Énoncé donné a
Sélectionnez puis recopiez chaque ligne des entrées qui contient la chaîne "with". La casse compte.

Extrait de page
━━━━━━━━
La loi pour la divulgation du dossier Epstein, signée par Donald Trump, comporte des dispositions permettant au président américain de limiter ce qui doit être rendu public AP - Mariam Zuhaib

Tout va-t-il enfin être révélé ? Le président américain Donald Trump a signé, mercredi 19 novembre, la loi pour rendre public le dossier Epstein, censé contenir tous les documents relatifs à la "liste de clients" et aux communications du criminel sexuel mort en prison en 2019.

Le texte, adopté à la quasi-unanimité des membres du Congrès, prévoit que le Département de la justice américain doit révéler le contenu de ce dossier dans les 30 jours. Cette fois-ci, Donald Trump a promis qu’il ne fera plus rien pour l’empêcher après avoir tout tenté pendant des mois pour s’y opposer. Les élus "pourront avoir accès à tout ce à quoi ils ont légalement droit. JE M’EN FICHE", a conclu le président américain sur Truth Social, son réseau social.

Deux exceptions prévues par la loi

Malgré les apparences d’un grand soir de la transparence totale à venir sur les liens du financier et délinquant sexuel Jeffrey Epstein, ce message suggère qu’il y aura probablement des limites à ce qui sera publié.
━━━━━━━━
Énoncé donné b
Récrivez sous forme de liste, en gardant ses faits principaux, le paragraphe de l'article sur le dossier Epstein qui commence par « Le texte, adopté à la quasi-unanimité ».

Données enregistrées:
━━━━━━━━
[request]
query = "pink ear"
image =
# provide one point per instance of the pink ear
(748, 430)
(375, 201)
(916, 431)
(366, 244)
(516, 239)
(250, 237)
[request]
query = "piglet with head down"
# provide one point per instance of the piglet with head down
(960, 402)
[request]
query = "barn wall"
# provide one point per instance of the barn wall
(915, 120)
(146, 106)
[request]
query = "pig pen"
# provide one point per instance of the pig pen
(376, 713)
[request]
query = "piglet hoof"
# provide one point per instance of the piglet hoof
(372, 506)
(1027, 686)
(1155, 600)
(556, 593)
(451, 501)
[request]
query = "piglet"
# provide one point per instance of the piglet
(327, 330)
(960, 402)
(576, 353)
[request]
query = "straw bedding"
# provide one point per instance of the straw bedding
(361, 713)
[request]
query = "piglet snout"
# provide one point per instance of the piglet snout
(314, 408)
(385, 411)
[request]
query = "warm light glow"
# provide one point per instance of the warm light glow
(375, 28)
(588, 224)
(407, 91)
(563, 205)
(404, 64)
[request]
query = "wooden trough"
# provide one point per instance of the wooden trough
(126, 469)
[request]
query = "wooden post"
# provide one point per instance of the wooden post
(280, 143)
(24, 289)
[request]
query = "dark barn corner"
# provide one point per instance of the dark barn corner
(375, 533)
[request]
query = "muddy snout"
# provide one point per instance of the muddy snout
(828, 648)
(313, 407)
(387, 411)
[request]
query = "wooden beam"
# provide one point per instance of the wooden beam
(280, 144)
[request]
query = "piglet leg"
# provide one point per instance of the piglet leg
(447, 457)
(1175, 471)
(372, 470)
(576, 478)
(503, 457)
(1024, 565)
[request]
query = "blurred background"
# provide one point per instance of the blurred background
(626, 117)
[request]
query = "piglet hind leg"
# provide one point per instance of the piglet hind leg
━━━━━━━━
Réponse complète a
query = "piglet with head down"
# provide one point per instance of the piglet with head down

Réponse complète b
- La loi a été adoptée à la quasi-unanimité des membres du Congrès.
- Le Département de la justice américain doit révéler le contenu du dossier dans les 30 jours.
- Après avoir tout tenté pendant des mois pour s'y opposer, Donald Trump a promis de ne plus rien faire pour l'empêcher.
- Sur Truth Social, son réseau social, il a écrit que les élus pourront accéder à tout ce à quoi ils ont légalement droit, en ajoutant : « JE M'EN FICHE ».